Quote the part of the GTX 1650 review below that starts at "The NVIDIA GeForce" and ends at "price to match.".

__Source text__.
────────────────────────────────────────

The NVIDIA GeForce GTX 1650 Review, Feat. Zotac: Fighting Brute Force With Power Efficiencyby Ryan Smith & Nate Oh on May 3, 2019 10:15 AM EST
Following up on last week’s launch of NVIDIA’s new budget video card, the GeForce GTX 1650, today we’re taking a look at our first card, courtesy of Zotac. Coming in at $149, the newest member of the GeForce family brings up the rear of the GeForce product stack, offering NVIDIA’s latest architecture in a low-power, 1080p-with-compromises gaming video card with a lower price to match.
As the third member of the GeForce GTX 16 series, the GTX 1650 directly follows in the footsteps of its GTX 1660 predecessors. Built on a newer, smaller GPU specifically for these sorts of low-end cards, the underlying TU117 GPU is designed around the same leaner and meaner philosophy as TU116 before it. This means it eschews the dedicated ray tracing (RT) cores and the AI-focused tensor cores in favor of making smaller, easier to produce chips that retain the all-important core Turing architecture.
The net result of this process, the GeForce GTX 1650, is a somewhat unassuming card if we’re going by the numbers, but an important one for NVIDIA’s product stack. Though its performance is pedestrian by high-end PC gaming standards, the card fills out NVIDIA’s lineup by offering a modern Turing-powered card under $200. Meanwhile for the low-power video card market, the GTX 1650 is an important shot in the arm, offering the first performance boost for this hard-capped market in over two years. The end result is that the GTX 1650 will serve many masters, and as we’ll see, it serves some better than others.
|NVIDIA GeForce Specification Comparison|
|GTX 1650||GTX 1660||GTX 1050 Ti||GTX 1050|
|Memory Clock||8Gbps GDDR5||8Gbps GDDR5||7Gbps GDDR5||7Gbps GDDR5|
|Memory Bus Width||128-bit||192-bit||128-bit||128-bit|
|Single Precision Perf.||3 TFLOPS||5 TFLOPS||2.1 TFLOPS||1.9 TFLOPS|
|Manufacturing Process||TSMC 12nm "FFN"||TSMC 12nm "FFN"||Samsung 14nm||Samsung 14nm|
Right off the bat, it’s interesting to note that the GTX 1650 is not using a fully-enabled TU117 GPU. Relative to the full chip, the version that’s going into the GTX 1650 has had a TPC fused off, which means the chip loses 2 SMs/64 CUDA cores. The net result is that the GTX 1650 is a very rare case where NVIDIA doesn’t put their best foot forward right off the bat – the company is essentially sandbagging – which is a point I’ll loop back around to here in a bit.

────────────────────────────────────────

__Data__.

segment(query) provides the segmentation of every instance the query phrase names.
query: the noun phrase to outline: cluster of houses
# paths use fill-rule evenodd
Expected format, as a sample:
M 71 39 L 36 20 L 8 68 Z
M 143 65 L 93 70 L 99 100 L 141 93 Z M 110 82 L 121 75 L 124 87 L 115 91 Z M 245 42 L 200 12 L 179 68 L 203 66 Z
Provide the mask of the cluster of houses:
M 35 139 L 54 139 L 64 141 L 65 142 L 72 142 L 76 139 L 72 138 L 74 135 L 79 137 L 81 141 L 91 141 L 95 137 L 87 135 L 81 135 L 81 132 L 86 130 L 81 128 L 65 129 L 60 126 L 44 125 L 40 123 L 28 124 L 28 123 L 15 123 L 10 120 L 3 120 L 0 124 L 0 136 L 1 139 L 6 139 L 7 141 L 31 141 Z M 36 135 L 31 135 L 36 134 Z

────────────────────────────────────────

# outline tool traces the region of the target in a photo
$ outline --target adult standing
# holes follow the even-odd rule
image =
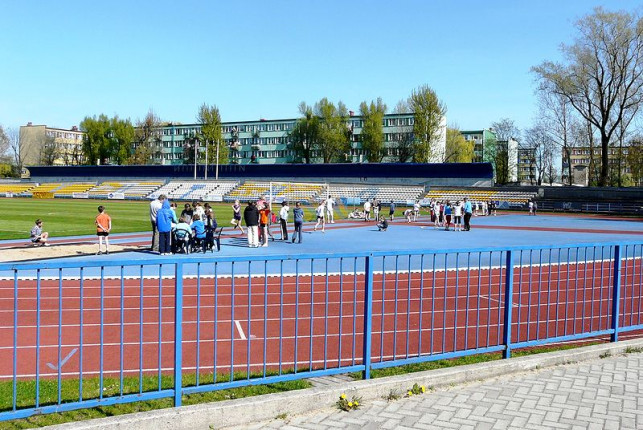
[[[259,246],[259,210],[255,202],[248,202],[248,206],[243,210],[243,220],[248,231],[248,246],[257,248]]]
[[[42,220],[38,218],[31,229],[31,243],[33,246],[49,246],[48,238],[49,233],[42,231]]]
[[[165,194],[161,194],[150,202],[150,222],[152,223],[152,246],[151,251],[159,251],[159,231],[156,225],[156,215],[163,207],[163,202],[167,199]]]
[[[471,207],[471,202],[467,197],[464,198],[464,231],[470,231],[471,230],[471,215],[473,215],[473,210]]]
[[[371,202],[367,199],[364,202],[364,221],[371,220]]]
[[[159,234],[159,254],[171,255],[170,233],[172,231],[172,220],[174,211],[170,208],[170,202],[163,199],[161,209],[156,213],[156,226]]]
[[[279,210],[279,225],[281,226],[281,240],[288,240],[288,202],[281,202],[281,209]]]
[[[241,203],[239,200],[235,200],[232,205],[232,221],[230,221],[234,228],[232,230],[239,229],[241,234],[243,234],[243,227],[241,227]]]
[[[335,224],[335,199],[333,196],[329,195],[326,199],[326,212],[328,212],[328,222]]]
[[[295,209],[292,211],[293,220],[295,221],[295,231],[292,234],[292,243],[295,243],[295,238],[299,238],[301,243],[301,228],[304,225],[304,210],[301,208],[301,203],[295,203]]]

────────────────────────────────────────

__Correct result__.
The NVIDIA GeForce GTX 1650 Review, Feat. Zotac: Fighting Brute Force With Power Efficiencyby Ryan Smith & Nate Oh on May 3, 2019 10:15 AM EST
Following up on last week’s launch of NVIDIA’s new budget video card, the GeForce GTX 1650, today we’re taking a look at our first card, courtesy of Zotac. Coming in at $149, the newest member of the GeForce family brings up the rear of the GeForce product stack, offering NVIDIA’s latest architecture in a low-power, 1080p-with-compromises gaming video card with a lower price to match.